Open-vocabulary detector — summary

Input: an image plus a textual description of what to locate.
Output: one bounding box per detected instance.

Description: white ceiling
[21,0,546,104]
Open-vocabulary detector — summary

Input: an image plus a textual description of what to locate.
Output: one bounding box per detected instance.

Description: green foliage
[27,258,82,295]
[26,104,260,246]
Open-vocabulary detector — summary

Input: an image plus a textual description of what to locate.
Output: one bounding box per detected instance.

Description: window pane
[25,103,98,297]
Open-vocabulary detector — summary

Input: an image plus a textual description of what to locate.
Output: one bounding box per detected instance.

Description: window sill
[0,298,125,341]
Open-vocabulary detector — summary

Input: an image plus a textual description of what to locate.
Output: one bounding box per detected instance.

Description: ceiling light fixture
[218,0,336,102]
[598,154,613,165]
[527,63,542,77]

...

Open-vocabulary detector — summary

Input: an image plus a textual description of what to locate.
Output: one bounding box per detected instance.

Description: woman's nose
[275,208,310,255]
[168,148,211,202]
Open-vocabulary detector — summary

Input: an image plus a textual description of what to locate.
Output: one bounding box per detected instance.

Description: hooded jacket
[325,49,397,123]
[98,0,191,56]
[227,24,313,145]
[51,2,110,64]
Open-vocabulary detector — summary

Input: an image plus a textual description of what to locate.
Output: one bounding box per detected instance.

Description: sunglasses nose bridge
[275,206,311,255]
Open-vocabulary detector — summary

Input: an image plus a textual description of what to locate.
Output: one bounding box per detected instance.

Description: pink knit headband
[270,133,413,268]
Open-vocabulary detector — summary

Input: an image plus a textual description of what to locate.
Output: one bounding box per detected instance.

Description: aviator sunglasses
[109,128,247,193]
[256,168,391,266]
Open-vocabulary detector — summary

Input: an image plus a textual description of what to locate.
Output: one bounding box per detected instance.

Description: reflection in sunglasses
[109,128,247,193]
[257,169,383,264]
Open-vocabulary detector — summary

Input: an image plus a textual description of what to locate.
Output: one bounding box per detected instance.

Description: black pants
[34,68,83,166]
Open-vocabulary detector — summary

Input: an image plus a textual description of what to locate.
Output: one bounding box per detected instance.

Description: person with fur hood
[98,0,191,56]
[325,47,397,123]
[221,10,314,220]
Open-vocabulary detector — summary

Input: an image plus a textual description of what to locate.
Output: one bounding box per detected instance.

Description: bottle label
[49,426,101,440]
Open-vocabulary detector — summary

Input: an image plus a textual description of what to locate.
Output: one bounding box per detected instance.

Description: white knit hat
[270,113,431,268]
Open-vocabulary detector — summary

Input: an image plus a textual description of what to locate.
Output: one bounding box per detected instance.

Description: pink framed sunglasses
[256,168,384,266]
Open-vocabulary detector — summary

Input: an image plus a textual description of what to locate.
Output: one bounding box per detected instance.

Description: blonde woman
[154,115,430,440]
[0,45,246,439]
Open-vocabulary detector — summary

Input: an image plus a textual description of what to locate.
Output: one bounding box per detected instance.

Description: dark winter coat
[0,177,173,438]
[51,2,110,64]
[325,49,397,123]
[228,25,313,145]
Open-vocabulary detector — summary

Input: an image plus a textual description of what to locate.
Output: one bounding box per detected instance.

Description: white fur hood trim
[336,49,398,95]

---

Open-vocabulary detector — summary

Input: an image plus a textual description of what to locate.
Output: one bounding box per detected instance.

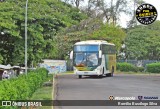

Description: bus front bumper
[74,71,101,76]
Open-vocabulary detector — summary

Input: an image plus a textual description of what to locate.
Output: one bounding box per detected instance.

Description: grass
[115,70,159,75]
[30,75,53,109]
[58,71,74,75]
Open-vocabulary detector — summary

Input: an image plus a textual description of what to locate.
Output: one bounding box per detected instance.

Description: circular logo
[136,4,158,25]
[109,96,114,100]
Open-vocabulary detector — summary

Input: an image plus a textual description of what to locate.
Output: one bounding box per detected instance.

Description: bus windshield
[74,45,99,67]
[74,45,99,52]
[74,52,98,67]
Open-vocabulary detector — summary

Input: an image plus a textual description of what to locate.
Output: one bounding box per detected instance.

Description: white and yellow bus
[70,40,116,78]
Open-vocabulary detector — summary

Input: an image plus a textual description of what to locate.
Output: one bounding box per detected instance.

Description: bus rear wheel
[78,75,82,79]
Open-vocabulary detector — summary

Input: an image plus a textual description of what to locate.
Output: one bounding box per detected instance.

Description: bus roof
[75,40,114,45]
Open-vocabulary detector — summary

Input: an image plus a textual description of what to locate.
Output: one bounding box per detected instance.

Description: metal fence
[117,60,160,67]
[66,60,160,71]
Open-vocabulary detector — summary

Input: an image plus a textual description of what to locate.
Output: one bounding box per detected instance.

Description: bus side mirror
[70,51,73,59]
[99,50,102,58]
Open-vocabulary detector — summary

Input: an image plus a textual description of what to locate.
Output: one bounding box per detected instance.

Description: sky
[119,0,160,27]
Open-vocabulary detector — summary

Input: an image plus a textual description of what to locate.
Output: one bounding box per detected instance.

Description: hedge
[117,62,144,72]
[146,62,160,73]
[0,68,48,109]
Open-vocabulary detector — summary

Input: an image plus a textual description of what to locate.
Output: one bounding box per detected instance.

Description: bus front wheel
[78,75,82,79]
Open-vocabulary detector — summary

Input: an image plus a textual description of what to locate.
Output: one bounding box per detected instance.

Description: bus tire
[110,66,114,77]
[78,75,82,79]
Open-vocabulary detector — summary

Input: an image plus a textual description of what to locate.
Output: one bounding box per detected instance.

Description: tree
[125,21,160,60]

INSTRUCTIONS FOR THE TASK ▸ Please list every line in the records that contains the word "pink", copying each one in full. Match case exactly.

SOLUTION TO THIS EXERCISE ▸
Description: pink knit headband
Description: pink framed sunglasses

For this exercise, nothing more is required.